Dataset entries
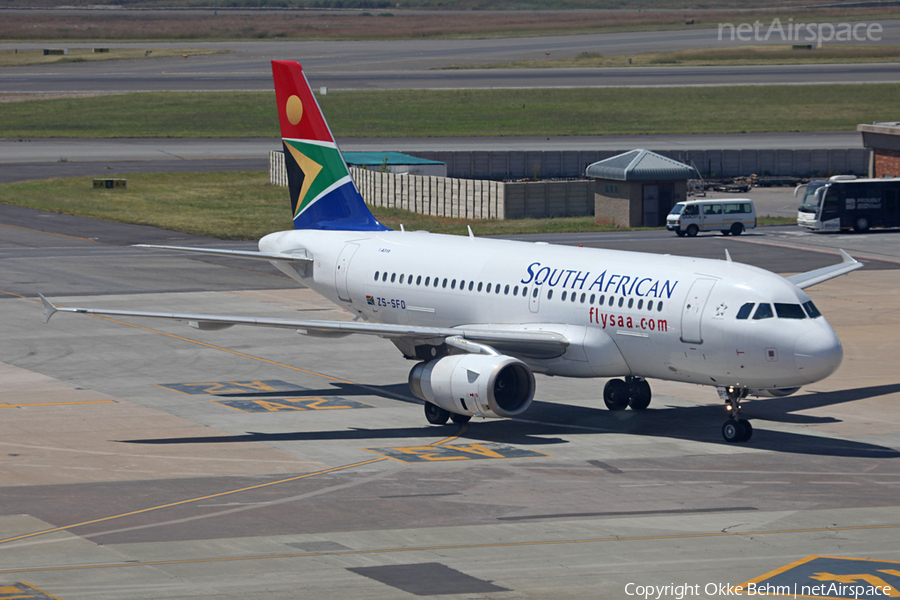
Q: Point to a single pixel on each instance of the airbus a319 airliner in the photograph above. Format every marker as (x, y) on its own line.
(481, 316)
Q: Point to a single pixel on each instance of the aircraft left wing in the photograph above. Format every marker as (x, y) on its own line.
(811, 278)
(530, 342)
(299, 255)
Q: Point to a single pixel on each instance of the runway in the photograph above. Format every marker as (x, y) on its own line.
(147, 459)
(421, 64)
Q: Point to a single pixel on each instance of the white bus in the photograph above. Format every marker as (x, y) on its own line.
(731, 215)
(844, 202)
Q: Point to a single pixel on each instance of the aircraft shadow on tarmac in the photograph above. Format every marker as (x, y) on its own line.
(396, 391)
(695, 423)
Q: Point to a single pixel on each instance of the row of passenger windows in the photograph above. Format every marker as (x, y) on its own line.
(573, 296)
(784, 311)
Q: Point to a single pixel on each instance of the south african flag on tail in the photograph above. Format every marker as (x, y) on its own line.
(322, 194)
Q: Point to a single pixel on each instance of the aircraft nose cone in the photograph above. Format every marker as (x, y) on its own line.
(818, 354)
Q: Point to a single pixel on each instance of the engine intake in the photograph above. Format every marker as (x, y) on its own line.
(475, 384)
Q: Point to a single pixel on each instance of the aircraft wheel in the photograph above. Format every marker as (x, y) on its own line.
(435, 414)
(640, 395)
(615, 394)
(733, 431)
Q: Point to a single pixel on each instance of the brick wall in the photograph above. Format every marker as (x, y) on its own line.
(887, 163)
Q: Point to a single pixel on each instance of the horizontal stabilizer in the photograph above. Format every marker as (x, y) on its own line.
(811, 278)
(300, 256)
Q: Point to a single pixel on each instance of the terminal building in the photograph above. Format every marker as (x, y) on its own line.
(638, 188)
(882, 139)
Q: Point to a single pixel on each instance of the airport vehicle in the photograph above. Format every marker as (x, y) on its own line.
(481, 316)
(843, 202)
(731, 215)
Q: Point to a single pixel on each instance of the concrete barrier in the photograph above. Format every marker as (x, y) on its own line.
(514, 164)
(471, 191)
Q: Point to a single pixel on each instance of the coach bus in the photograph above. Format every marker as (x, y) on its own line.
(844, 202)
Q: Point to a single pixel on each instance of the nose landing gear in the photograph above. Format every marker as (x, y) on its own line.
(735, 429)
(634, 392)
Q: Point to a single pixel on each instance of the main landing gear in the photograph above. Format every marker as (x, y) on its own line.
(735, 429)
(633, 392)
(438, 416)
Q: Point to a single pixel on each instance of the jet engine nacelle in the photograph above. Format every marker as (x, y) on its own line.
(475, 384)
(773, 393)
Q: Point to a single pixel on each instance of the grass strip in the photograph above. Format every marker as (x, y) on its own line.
(460, 113)
(20, 58)
(234, 206)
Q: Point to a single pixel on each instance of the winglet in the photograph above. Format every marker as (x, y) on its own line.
(49, 308)
(811, 278)
(846, 256)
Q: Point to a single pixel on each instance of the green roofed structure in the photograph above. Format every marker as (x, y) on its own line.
(638, 188)
(395, 162)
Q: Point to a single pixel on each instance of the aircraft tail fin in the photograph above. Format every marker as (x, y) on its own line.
(323, 196)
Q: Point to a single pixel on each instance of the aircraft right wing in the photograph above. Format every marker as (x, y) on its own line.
(811, 278)
(526, 340)
(300, 255)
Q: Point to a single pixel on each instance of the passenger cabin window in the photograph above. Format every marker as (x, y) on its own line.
(811, 310)
(789, 311)
(745, 310)
(763, 312)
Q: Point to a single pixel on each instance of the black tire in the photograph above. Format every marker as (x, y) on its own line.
(733, 431)
(435, 414)
(640, 395)
(615, 394)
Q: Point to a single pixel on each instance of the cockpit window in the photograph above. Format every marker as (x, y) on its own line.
(744, 312)
(763, 312)
(811, 310)
(789, 311)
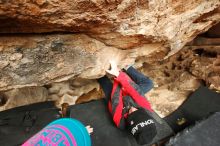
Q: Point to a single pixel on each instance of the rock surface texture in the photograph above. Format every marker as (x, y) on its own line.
(61, 47)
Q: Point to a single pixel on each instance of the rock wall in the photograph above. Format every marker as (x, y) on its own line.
(56, 49)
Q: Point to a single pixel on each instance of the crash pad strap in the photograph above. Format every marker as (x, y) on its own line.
(200, 104)
(96, 114)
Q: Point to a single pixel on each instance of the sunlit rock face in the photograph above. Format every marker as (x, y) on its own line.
(70, 43)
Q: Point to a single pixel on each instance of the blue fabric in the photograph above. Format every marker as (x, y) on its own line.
(77, 129)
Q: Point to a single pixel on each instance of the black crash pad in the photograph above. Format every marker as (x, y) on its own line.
(105, 133)
(199, 105)
(204, 133)
(19, 124)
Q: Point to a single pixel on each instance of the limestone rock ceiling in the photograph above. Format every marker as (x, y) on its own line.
(114, 22)
(55, 50)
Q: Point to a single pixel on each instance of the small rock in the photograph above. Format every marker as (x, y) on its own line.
(16, 56)
(3, 64)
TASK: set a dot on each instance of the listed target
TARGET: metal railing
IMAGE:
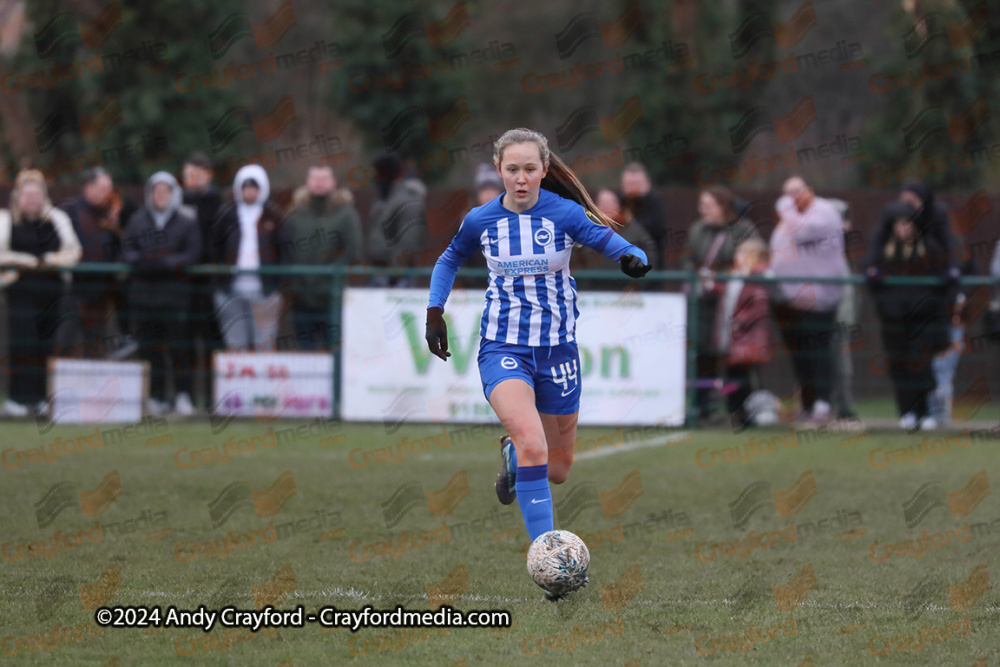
(339, 276)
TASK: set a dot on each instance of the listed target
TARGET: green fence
(341, 276)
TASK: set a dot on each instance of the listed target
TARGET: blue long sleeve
(616, 246)
(443, 276)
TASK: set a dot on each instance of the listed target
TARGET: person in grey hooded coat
(160, 240)
(398, 224)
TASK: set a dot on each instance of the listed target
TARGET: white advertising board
(88, 391)
(632, 354)
(273, 384)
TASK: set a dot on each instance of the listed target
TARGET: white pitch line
(641, 444)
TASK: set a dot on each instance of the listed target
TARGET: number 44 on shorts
(567, 373)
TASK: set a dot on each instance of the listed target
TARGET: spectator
(651, 212)
(33, 234)
(99, 215)
(160, 240)
(808, 241)
(946, 362)
(931, 219)
(610, 203)
(326, 229)
(249, 233)
(743, 330)
(914, 317)
(842, 396)
(398, 220)
(991, 318)
(201, 195)
(713, 240)
(489, 185)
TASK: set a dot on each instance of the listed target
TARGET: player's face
(522, 170)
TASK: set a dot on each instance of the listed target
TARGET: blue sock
(535, 499)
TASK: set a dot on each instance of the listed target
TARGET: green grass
(680, 601)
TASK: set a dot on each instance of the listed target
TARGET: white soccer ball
(558, 561)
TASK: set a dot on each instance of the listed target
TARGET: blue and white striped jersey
(531, 299)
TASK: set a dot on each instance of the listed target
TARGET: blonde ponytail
(560, 180)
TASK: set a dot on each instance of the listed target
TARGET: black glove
(633, 267)
(437, 333)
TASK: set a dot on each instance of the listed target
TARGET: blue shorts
(554, 372)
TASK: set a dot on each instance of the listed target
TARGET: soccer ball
(558, 561)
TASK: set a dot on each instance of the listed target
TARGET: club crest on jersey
(543, 237)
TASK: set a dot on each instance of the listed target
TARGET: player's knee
(531, 450)
(558, 474)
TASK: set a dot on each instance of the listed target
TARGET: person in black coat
(201, 195)
(930, 219)
(159, 242)
(650, 210)
(99, 216)
(251, 232)
(914, 317)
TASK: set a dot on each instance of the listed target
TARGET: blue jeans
(944, 365)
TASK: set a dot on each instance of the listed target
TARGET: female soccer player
(528, 358)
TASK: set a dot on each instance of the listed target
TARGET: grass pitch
(770, 547)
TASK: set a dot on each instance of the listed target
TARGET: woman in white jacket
(33, 235)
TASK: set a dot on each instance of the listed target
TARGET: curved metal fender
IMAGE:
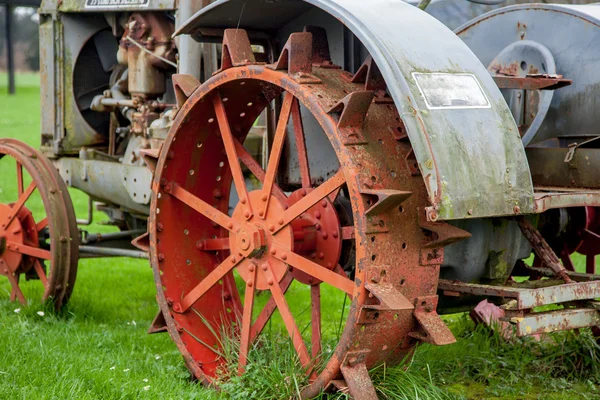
(465, 139)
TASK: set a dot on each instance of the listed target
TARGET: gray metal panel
(472, 160)
(107, 5)
(572, 34)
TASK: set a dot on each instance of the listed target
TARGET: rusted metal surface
(528, 298)
(549, 169)
(543, 250)
(549, 200)
(24, 245)
(451, 162)
(270, 237)
(552, 321)
(532, 82)
(570, 108)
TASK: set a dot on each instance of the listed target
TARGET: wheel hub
(12, 235)
(317, 235)
(254, 239)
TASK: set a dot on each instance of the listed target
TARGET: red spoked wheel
(209, 265)
(38, 231)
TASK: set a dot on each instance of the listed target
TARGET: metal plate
(472, 160)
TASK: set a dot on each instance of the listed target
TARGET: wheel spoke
(347, 233)
(40, 226)
(590, 264)
(232, 157)
(16, 290)
(28, 250)
(257, 170)
(269, 309)
(20, 185)
(288, 319)
(204, 286)
(314, 269)
(340, 271)
(301, 145)
(245, 339)
(311, 199)
(202, 207)
(16, 207)
(276, 149)
(315, 308)
(40, 271)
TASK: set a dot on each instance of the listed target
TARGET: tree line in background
(25, 39)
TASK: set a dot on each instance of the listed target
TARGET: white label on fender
(446, 90)
(115, 3)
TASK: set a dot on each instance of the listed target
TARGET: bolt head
(517, 210)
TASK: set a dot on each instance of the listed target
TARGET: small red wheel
(38, 231)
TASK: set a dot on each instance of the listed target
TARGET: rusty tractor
(333, 149)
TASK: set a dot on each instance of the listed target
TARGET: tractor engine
(107, 98)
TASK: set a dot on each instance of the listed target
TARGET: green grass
(98, 346)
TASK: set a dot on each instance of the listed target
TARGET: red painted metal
(22, 250)
(274, 238)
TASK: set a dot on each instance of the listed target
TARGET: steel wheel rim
(59, 278)
(360, 295)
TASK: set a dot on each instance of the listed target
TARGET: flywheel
(285, 240)
(38, 230)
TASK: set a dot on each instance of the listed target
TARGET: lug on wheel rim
(46, 248)
(276, 235)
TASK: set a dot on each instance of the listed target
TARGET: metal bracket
(351, 112)
(158, 325)
(142, 242)
(296, 58)
(237, 50)
(436, 331)
(184, 85)
(386, 199)
(357, 377)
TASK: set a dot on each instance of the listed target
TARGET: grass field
(98, 347)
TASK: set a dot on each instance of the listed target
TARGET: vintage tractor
(395, 167)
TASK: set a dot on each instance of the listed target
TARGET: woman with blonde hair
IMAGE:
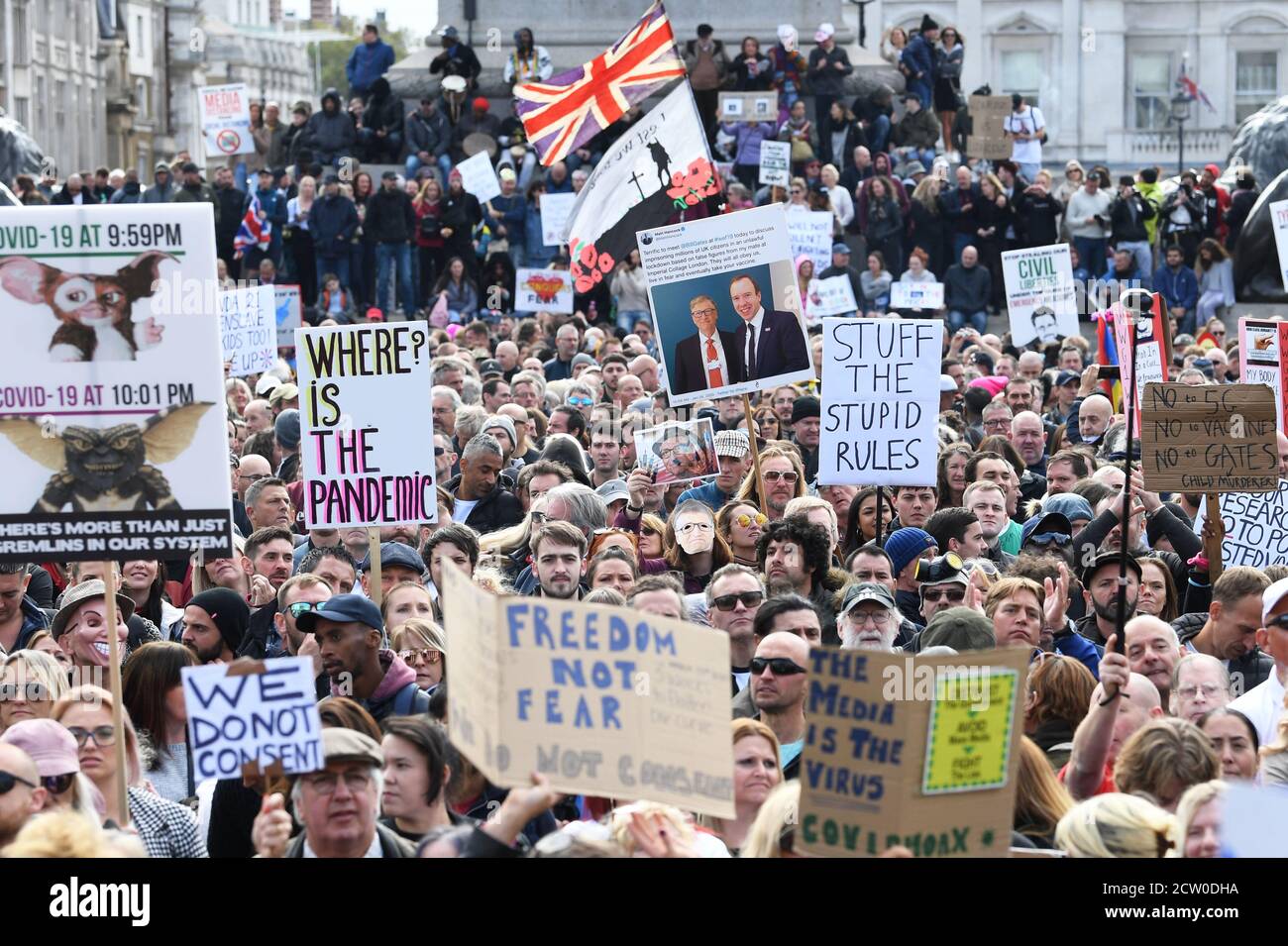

→ Work to complete
Take the line with "TARGET: metal plate" as the first line and the last line of the records above as the final one; reproduce exactly the lines between them, both included, without pictures.

→ Written solution
TARGET: metal plate
(472, 160)
TASK: set a dot on each instance of the listed target
TARGET: wheel spoke
(347, 233)
(40, 226)
(590, 264)
(232, 157)
(16, 290)
(28, 250)
(257, 170)
(269, 309)
(20, 185)
(288, 319)
(204, 286)
(314, 269)
(340, 271)
(301, 145)
(245, 339)
(311, 199)
(202, 207)
(16, 207)
(276, 149)
(315, 308)
(40, 271)
TASK: set a dot on each instance of the listed target
TARGET: tree line in background
(25, 39)
TASK: set a dot on each instance of the listed target
TARGET: white label on fender
(446, 90)
(115, 3)
TASK: set a dot on each instance of the listed target
TARGET: bolt head
(517, 210)
TASK: set a dot on each instance of the listed target
TARGET: small red wheel
(38, 231)
TASK: set a dot on each instance of the listed target
TARGET: rusty tractor
(333, 149)
TASK: set a dot on each instance of the listed target
TARGET: tractor engine
(107, 98)
TASK: set a dot on each instance of the listed target
TARGET: green grass
(98, 346)
TASK: set a dot on each instance of the listed target
TARGET: red painted metal
(22, 250)
(274, 238)
TASK: set a dot on each instance of the listed target
TARGET: steel wheel rim
(59, 278)
(360, 295)
TASK: set a dot on each instance of the listed target
TARGET: flywheel
(285, 240)
(38, 230)
TASK: set a dot on each instance of the listed target
TARGET: lug on wheel rim
(46, 248)
(276, 235)
TASK: set a dot on each instance of the listed target
TARGET: metal bracket
(351, 112)
(158, 325)
(142, 242)
(296, 58)
(237, 50)
(436, 331)
(184, 85)
(386, 199)
(357, 377)
TASK: set a dot on each instance of the listed target
TARGET: grass field
(98, 347)
TASK: set a dot on each instance of the listed target
TARGET: vintage tractor
(395, 167)
TASK: set a dot on each instance of the listed target
TARGET: woman with blonde hair
IMAGE:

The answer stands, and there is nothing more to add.